### AIM OF THE TASK
Copy out every one of the lines below word for word, leaving out the pictures.

Extracted lines
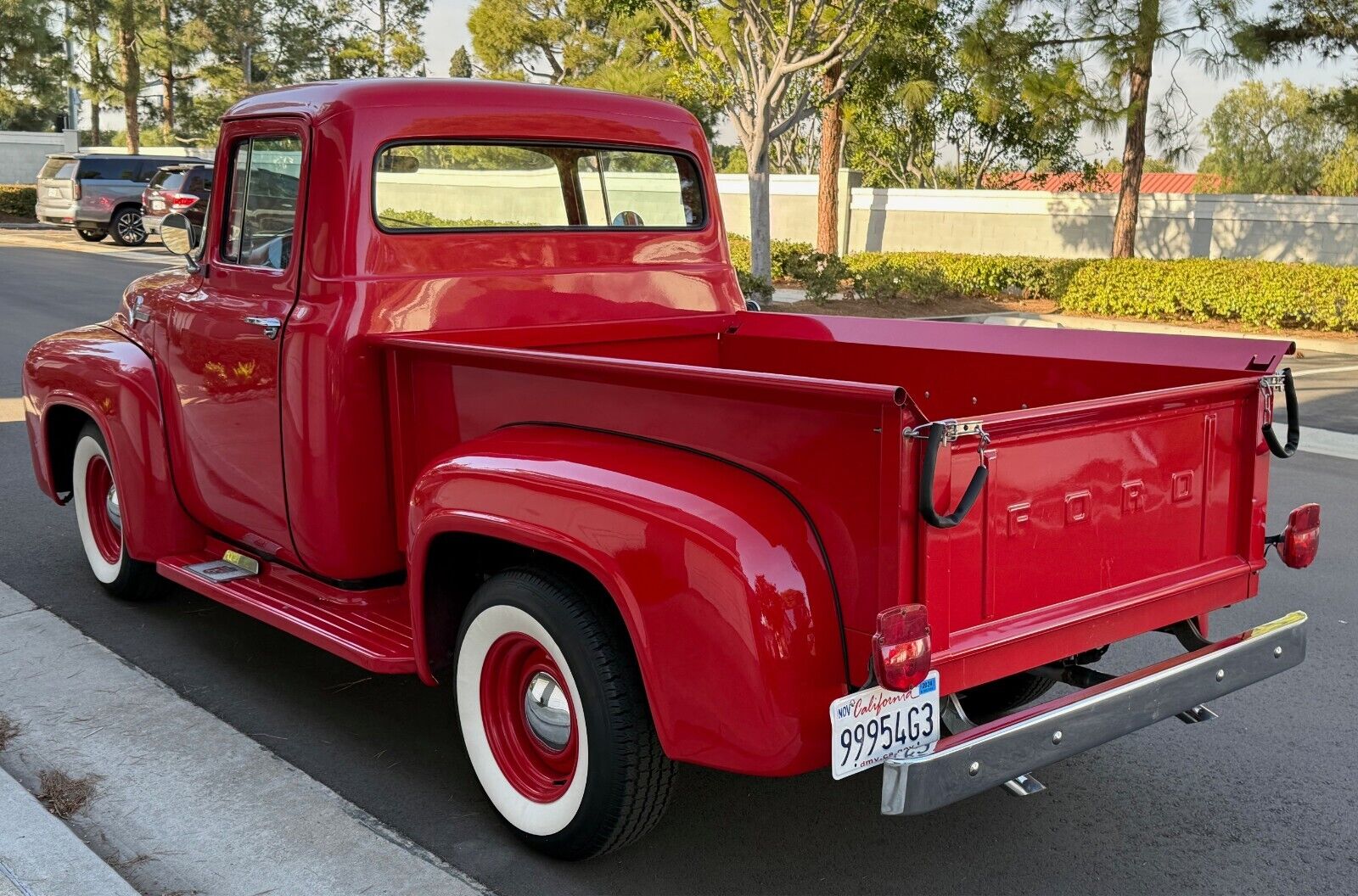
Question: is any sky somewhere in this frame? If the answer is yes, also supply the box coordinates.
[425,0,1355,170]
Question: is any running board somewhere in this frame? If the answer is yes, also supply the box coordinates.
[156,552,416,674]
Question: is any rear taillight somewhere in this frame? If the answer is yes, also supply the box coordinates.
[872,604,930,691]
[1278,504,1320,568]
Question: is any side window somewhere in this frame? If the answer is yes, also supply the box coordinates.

### RESPONSE TO THE TASK
Question: is any sky somewhere in this frame? If the answer is yes, also supply the box coordinates.
[425,0,1355,170]
Question: is any running board somewhere in this frame? If the answer is yes, also supply the box coordinates.
[156,552,416,674]
Question: is any rear taillight somewhere in this frame? If the answer is yes, also supply the box coordinates.
[872,604,930,691]
[1278,504,1320,568]
Question: is any side window somewhere in this frame? If the answer is yes, also supply the box coordinates.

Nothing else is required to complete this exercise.